● Request 1
Using the review of the novel 'Pull' below, answer these questions:
(a) To which city does Rosie travel with her family?
(b) What does Rosie witness while walking on the heath?
(c) From whose perspective, and in which point of view, is the story told?
● Request 2
The review of the novel 'Pull' below says the book combines a contemporary fiction story with a fantasy/science fiction twist and then adds several more elements. List each of those added elements.
● Request 3
Pick up the review of the novel 'Pull' after its final sentence and keep writing.

● Document passage

--*--

This entire review has been hidden because of spoilers.
'Pull' is a thrilling young adult science fiction novel that will have readers devouring its pages and then leave them wanting more. The story follows Rosie - our main character - as she goes to London with her family. Her grandfather is dying and they've come to spend as much time with him as possible. Things take a tragic turn and Rosie's papa ends up dying moments after they first arrive. With her family already tearing itself apart, her grandfather's death might end up being their destruction. Needing some fresh air, Rosie takes a walk in the heath nearby - and witnesses a brutal mugging. When she tries to get help, a heavy pressure and strange sensations cause her to curl up on the ground - and when she opens her eyes - she's reliving the moments before the mugging. Only this time the ending is different and the girl is saved by a stranger who comes out of the shadows. Rosie's pretty sure she's lost her mind and starts trying to figure out exactly what happened that night. She uncovers a huge family secret that leads her to the stranger once again - only now they realize they have certain abilities in common - and there are very dangerous people coming after them. Rosie has a sneaking suspicion that her family is the reason this battle is being waged on Albert and his friends - and that the person these people want to get their hands on is most likely Rosie herself.
There's so much going on in this novel that I'm having a hard time trying to piece together a review that will make sense. The concept of "pulling" was absolutely fascinating and I loved learning as much as I could about it, along with the other information Rosie discovers along the way. The book mixes together so many different genres that you really can't just label it as science fiction - it's so much more than that. It weaves together a contemporary fiction story of Rosie's life with a huge fantasy/science fiction twist, and then proceeds to add in lots of action, suspense, adventure, mystery, and even a bit of romance. You would think that a novel containing all of these various genre aspects would be confusing or hard to read, but the complete opposite is true in this case. The entire writing style used - from the point of view to the world-building and even down to the small details included in the book - was nothing short of amazing. There's something about the author's writing - I can't quite describe it - but it draws you in almost immediately after beginning the book. The flow is so smooth and natural - even when there's chaos happening in the story. Another aspect of the writing that stood out to me was the use of the first person point of view - from Rosie's perspective. We get to know her on a very deep and personal level throughout the book - and you usually only get that level of connection with the first person POV. While you're reading the story, it feels like Rosie's right there telling you the story herself - or even like you're inside her world alongside her while it's all happening. It's really hard for me to find an author whose writing can have this type of effect on me - and when I do find one, I know that I've come across incredibly storytelling skills and massive talent.

--*--

● Recorded data
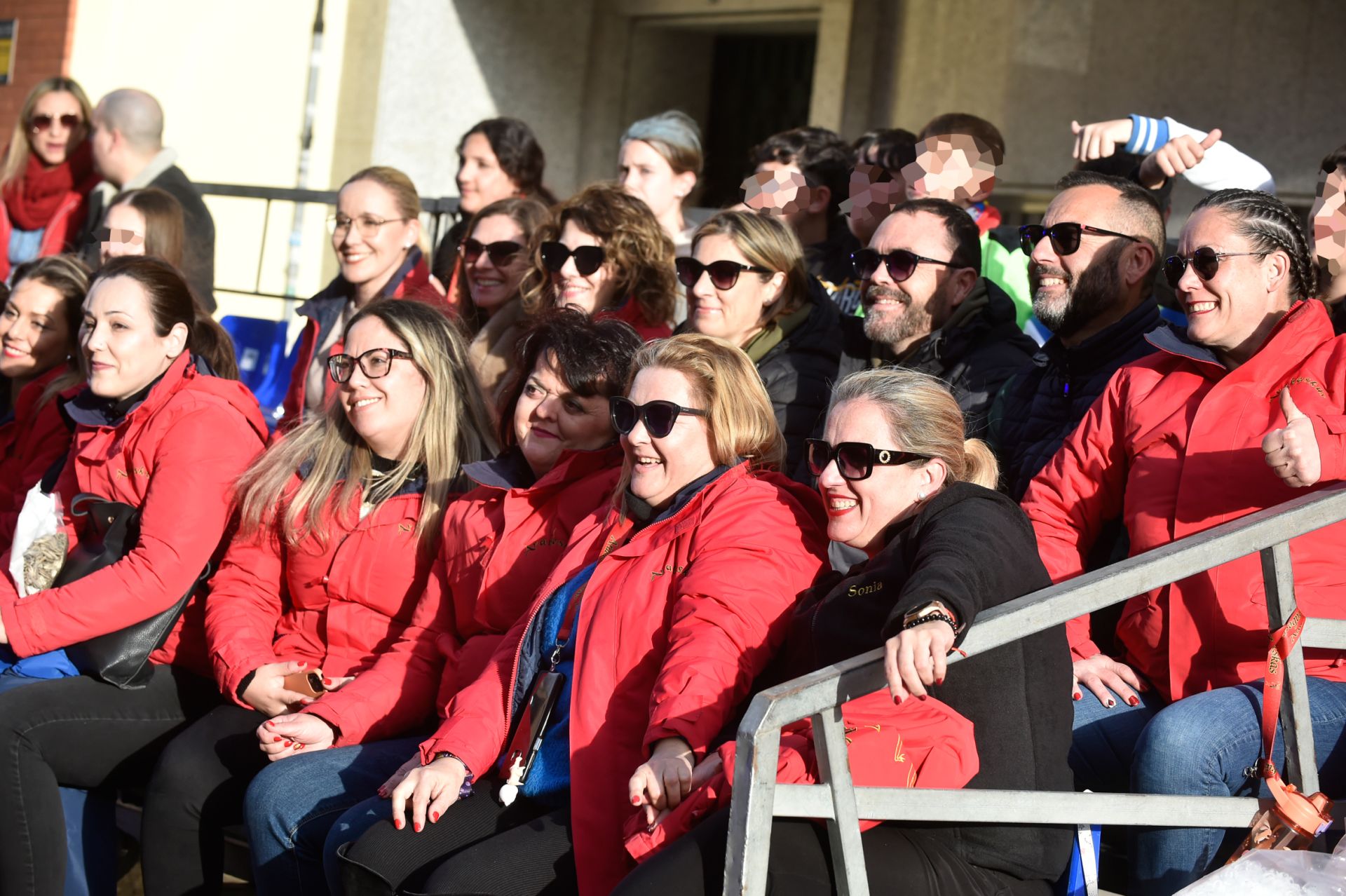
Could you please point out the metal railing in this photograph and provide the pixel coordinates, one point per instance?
(758, 798)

--*--

● Final result 1
(a) London.
(b) A brutal mugging.
(c) From Rosie's perspective, in the first person.

● Final result 2
Action, suspense, adventure, mystery, and romance.

● Final result 3
The plot was fantastic in just about every way possible. Once I started the book, I was pulled inside Rosie's world - so the entire story felt like I was right there beside her, learning and experiencing it all. There have been lots of books about time travel, so it's hard to find something that sets itself apart from the rest. This novel has that "something." Like I said, I can't quite figure out how to describe it. It's just a mixture of so many components of the story and it's basically impossible to choose just a couple to focus on. I would love to get all of my thoughts about this book out during this review - but I haven't even broken the surface, and I've taken up a huge amount of space. For me, it's one of those special books that you rarely come upon - the ones that leave your mind spinning and your mouth hanging open for days after finishing it - and when you try to explain why it left such an impact on you, there just aren't words to describe it. It's bittersweet - an amazing experience but being unable to pinpoint exactly what made it so meaningful. I'll just try to summarize it all with a couple of sentences and hope that my extreme rambling will have you at least intrigued enough to pick it up. There's really nothing about this book I didn't like - which is incredibly rare for me anymore. The characters are well rounded, the world-building and setting were vivid and realistic, the plot was an amazing blend of several different genres, and the writing style was nothing short of mesmerizing. I honestly can't recommend this book highly enough! Do yourself a favor and read this book. NOW. I promise you won't be left disappointed.
Disclosure: I received a copy of the book in exchange for an honest review.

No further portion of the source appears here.